[Dataset excerpt]
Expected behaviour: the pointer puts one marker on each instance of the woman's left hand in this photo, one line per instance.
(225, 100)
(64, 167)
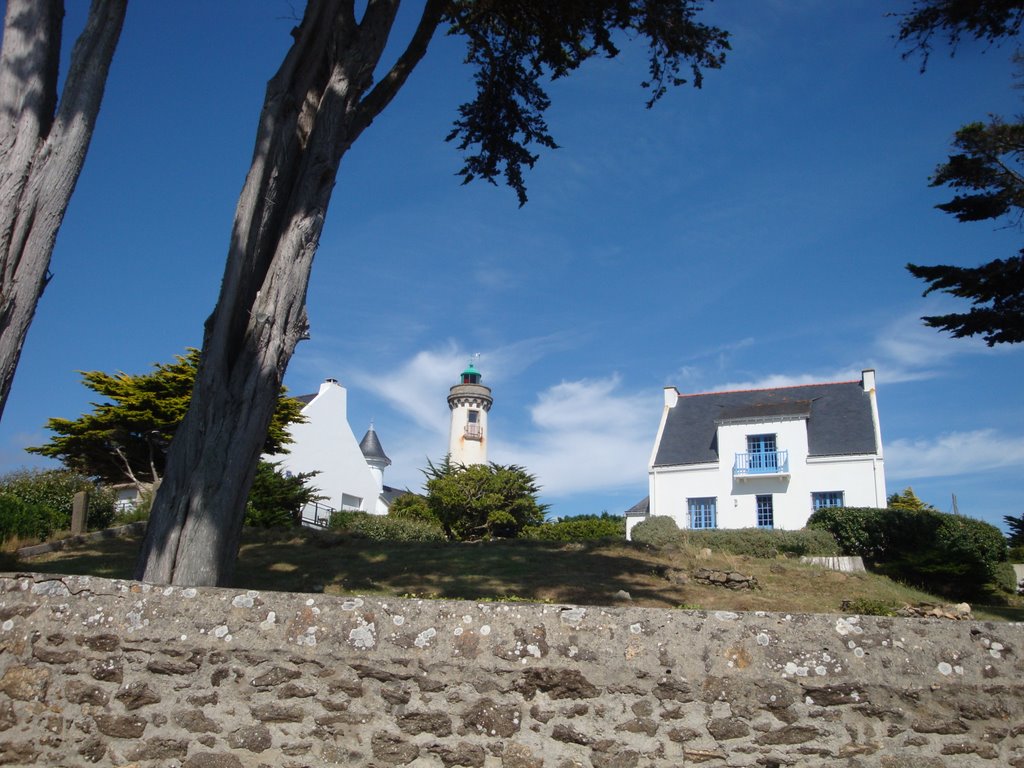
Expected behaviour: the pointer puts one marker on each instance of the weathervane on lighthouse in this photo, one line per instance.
(469, 401)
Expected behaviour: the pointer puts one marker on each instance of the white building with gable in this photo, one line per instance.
(350, 473)
(765, 458)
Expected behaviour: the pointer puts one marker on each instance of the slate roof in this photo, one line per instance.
(640, 509)
(371, 446)
(391, 494)
(839, 420)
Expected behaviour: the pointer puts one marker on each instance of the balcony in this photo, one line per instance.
(761, 464)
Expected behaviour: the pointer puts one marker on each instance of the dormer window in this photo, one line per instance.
(764, 456)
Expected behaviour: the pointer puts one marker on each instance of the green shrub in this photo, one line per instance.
(276, 498)
(1006, 579)
(951, 555)
(657, 530)
(19, 519)
(413, 507)
(385, 527)
(857, 530)
(52, 493)
(582, 528)
(865, 606)
(764, 543)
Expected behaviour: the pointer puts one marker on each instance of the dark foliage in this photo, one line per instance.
(986, 173)
(952, 555)
(39, 502)
(1016, 527)
(276, 498)
(512, 45)
(482, 501)
(386, 527)
(126, 435)
(989, 20)
(580, 528)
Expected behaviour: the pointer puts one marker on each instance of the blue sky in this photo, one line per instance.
(750, 233)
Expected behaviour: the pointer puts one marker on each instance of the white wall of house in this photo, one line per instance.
(326, 443)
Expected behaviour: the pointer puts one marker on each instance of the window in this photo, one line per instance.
(821, 499)
(702, 513)
(763, 452)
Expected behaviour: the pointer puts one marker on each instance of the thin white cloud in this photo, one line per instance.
(419, 387)
(953, 454)
(589, 436)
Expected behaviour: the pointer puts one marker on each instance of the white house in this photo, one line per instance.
(765, 458)
(350, 474)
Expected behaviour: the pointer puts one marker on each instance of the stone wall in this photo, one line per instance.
(96, 672)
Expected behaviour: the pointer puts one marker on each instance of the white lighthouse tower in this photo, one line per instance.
(469, 401)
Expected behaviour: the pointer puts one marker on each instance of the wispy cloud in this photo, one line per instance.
(588, 435)
(953, 454)
(419, 387)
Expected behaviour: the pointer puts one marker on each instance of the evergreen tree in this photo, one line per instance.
(334, 82)
(986, 172)
(1016, 525)
(125, 437)
(482, 501)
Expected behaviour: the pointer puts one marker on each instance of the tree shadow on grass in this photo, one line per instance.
(544, 571)
(504, 569)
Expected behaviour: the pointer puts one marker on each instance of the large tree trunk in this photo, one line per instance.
(316, 104)
(42, 148)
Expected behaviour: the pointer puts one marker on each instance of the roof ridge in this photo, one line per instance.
(767, 389)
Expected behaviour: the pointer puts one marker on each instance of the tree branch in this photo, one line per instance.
(390, 84)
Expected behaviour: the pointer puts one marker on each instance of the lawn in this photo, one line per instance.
(591, 573)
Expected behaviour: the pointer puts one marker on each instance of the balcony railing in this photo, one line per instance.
(765, 463)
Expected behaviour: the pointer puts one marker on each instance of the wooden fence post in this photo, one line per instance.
(79, 508)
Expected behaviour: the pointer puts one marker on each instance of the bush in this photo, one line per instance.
(951, 555)
(18, 519)
(412, 506)
(1006, 579)
(482, 501)
(865, 606)
(857, 530)
(385, 527)
(657, 530)
(765, 543)
(582, 528)
(51, 494)
(276, 498)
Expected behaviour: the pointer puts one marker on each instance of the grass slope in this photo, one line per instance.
(592, 573)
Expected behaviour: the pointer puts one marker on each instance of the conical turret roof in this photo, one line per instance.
(372, 449)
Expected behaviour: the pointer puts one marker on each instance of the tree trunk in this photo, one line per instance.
(42, 148)
(316, 104)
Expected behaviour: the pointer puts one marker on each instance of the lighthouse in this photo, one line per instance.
(469, 401)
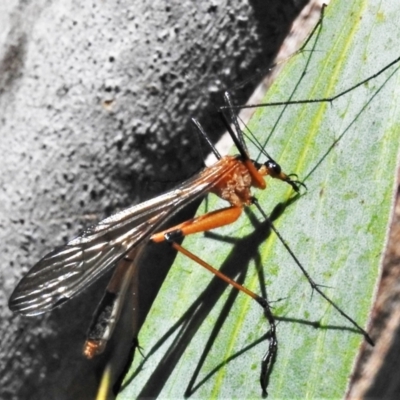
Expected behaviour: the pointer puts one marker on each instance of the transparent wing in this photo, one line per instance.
(66, 271)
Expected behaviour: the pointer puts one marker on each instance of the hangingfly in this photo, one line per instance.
(120, 239)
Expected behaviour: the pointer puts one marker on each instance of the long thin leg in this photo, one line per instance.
(270, 356)
(206, 222)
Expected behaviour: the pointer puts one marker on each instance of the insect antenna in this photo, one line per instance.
(201, 132)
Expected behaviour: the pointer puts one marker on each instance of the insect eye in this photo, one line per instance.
(273, 167)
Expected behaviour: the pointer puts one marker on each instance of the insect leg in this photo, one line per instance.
(207, 222)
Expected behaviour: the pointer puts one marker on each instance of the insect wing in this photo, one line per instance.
(66, 271)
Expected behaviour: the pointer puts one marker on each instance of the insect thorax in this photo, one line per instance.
(235, 185)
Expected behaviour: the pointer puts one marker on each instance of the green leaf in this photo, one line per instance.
(346, 153)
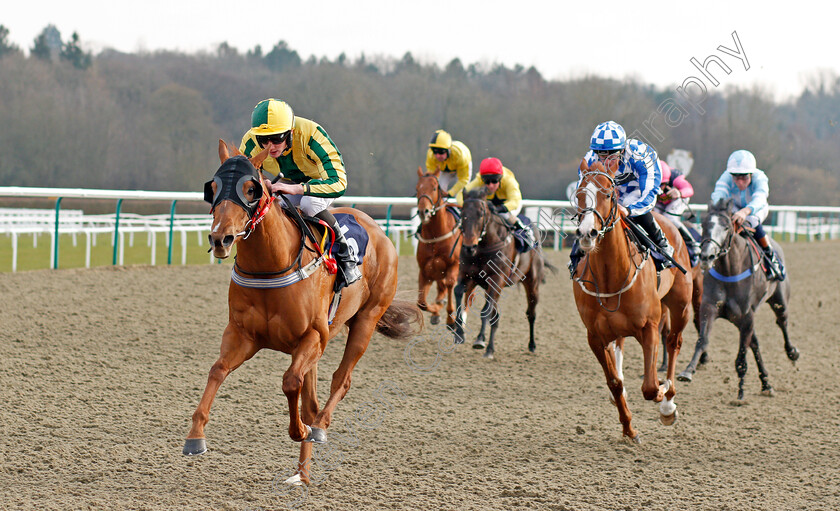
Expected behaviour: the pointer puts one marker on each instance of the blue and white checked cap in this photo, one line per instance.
(741, 162)
(608, 136)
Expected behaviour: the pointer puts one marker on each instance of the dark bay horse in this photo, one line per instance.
(734, 287)
(279, 297)
(439, 248)
(489, 260)
(618, 293)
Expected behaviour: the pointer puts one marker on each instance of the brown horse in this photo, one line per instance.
(489, 259)
(279, 298)
(618, 293)
(439, 247)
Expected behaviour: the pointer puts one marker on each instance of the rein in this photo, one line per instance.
(723, 252)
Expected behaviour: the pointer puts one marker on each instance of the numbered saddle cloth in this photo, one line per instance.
(356, 235)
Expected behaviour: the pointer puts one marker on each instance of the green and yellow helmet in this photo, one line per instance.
(271, 116)
(441, 140)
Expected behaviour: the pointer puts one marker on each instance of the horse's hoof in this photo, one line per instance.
(295, 480)
(668, 420)
(316, 436)
(194, 446)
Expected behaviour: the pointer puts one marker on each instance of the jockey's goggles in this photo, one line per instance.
(276, 139)
(606, 155)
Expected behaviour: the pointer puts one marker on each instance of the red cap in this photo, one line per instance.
(491, 166)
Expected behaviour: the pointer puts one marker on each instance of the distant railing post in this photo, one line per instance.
(388, 219)
(171, 231)
(54, 264)
(117, 232)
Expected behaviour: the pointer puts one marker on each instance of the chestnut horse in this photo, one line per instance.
(279, 298)
(439, 247)
(618, 293)
(489, 259)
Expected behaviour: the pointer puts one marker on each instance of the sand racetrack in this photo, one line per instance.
(102, 370)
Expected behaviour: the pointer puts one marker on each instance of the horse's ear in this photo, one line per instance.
(224, 154)
(258, 159)
(583, 166)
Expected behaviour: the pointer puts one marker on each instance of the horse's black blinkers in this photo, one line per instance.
(230, 179)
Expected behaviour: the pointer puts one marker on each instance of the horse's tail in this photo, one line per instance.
(401, 320)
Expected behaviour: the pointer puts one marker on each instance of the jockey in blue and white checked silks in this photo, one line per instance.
(637, 177)
(749, 189)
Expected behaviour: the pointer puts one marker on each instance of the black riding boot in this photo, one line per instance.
(345, 256)
(775, 270)
(526, 234)
(690, 243)
(654, 232)
(574, 258)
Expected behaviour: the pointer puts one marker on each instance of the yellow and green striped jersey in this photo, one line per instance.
(508, 192)
(313, 160)
(459, 161)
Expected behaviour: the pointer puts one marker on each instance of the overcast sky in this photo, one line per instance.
(784, 45)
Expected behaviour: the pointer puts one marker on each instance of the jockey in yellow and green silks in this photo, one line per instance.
(301, 152)
(450, 161)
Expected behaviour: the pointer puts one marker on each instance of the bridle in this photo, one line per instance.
(607, 224)
(485, 218)
(722, 248)
(437, 205)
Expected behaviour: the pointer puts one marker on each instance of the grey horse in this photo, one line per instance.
(734, 287)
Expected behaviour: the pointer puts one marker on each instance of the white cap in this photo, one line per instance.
(741, 162)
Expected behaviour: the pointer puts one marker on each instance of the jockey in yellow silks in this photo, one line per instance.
(450, 161)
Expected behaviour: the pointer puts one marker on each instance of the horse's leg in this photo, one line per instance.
(763, 375)
(618, 353)
(308, 411)
(708, 313)
(532, 294)
(664, 331)
(424, 284)
(480, 340)
(449, 280)
(358, 338)
(492, 305)
(304, 357)
(651, 390)
(234, 351)
(464, 288)
(606, 358)
(778, 302)
(676, 324)
(746, 331)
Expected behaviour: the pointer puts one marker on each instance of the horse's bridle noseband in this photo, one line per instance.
(607, 224)
(723, 248)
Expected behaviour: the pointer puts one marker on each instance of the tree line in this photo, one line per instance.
(151, 120)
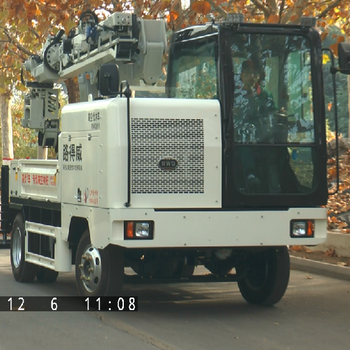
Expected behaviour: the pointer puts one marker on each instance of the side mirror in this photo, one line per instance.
(108, 79)
(344, 57)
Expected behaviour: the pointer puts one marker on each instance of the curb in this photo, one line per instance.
(320, 268)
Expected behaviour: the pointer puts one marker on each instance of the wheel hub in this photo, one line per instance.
(90, 268)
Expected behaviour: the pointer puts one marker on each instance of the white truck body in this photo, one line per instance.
(89, 181)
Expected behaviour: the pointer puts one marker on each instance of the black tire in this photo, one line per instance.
(22, 270)
(45, 275)
(106, 278)
(266, 278)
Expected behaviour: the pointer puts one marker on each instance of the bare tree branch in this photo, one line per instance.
(219, 9)
(35, 33)
(259, 5)
(297, 10)
(330, 7)
(272, 5)
(281, 10)
(16, 43)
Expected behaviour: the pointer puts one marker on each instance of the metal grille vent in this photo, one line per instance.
(156, 139)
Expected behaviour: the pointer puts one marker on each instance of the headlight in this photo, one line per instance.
(138, 230)
(302, 228)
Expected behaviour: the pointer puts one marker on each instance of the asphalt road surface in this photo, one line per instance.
(314, 314)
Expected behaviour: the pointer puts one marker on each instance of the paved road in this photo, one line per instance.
(314, 314)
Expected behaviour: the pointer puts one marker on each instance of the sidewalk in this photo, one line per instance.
(320, 268)
(337, 242)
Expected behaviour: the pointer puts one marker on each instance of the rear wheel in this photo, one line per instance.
(45, 275)
(22, 270)
(98, 272)
(265, 279)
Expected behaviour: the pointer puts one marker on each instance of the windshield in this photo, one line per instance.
(272, 109)
(195, 70)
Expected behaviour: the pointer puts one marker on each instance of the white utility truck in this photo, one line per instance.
(161, 185)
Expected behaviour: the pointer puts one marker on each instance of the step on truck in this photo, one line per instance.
(158, 186)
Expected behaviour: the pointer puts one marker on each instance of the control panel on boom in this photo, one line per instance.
(136, 45)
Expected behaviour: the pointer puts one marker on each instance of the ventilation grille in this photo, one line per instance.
(156, 139)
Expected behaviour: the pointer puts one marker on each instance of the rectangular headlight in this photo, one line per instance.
(138, 230)
(302, 228)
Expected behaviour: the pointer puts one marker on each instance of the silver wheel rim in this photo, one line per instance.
(90, 268)
(17, 247)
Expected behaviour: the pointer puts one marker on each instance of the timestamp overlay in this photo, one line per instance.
(55, 304)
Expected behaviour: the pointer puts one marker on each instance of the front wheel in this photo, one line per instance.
(22, 270)
(98, 272)
(265, 278)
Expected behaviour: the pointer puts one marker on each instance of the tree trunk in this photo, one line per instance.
(42, 152)
(349, 104)
(6, 125)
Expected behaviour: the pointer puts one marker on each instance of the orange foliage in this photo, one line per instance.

**EXERCISE GOAL**
Reproduce only the lines between the line containing "windshield in this photo, one line per instance." and the last line of the records, those two lines included, exactly.

**REPLY**
Expected behaviour: the pointer puts one marker on each instance of the windshield in this photo, one line per instance.
(272, 109)
(195, 70)
Expected behaviour: the pointer puts one marker on each instance of the white utility truck in this photo, one line per instance.
(161, 185)
Expected behaviour: the pointer puts one marker on each instance of the step on truck in this photo, one line per instance.
(158, 186)
Expected behaviour: the pointer puts one marker on each instance of the control panel on boom in this photo, one line per instance.
(136, 45)
Expected behaviour: the pointer puts one marker on each instance of the ventilation grille in this photo, one line per instance.
(156, 139)
Expected behaviour: the pointer puts one marker on each instance of the rectangular headlight in this photo, one line per instance.
(138, 230)
(302, 228)
Expected behaviour: the pointer puts one marker on each instance of the silver wheel rim in this photo, one line per instance.
(90, 268)
(17, 247)
Expected behaviour: the pointer puts one marker on each instance of the timestamp overlay in this photo, one line per instance.
(55, 304)
Expected behaviour: the pointer puts one marker on each instance of the front wheel in this photo, one line per instance.
(22, 270)
(98, 272)
(265, 278)
Expected behaviour: the pointer puts one marker on each instance of the tree trunk in this photo, one line per instance.
(42, 152)
(349, 104)
(6, 125)
Expected behaviour: the pointer puts one marker on each instance of the orange foliage in this photo, one line per instance.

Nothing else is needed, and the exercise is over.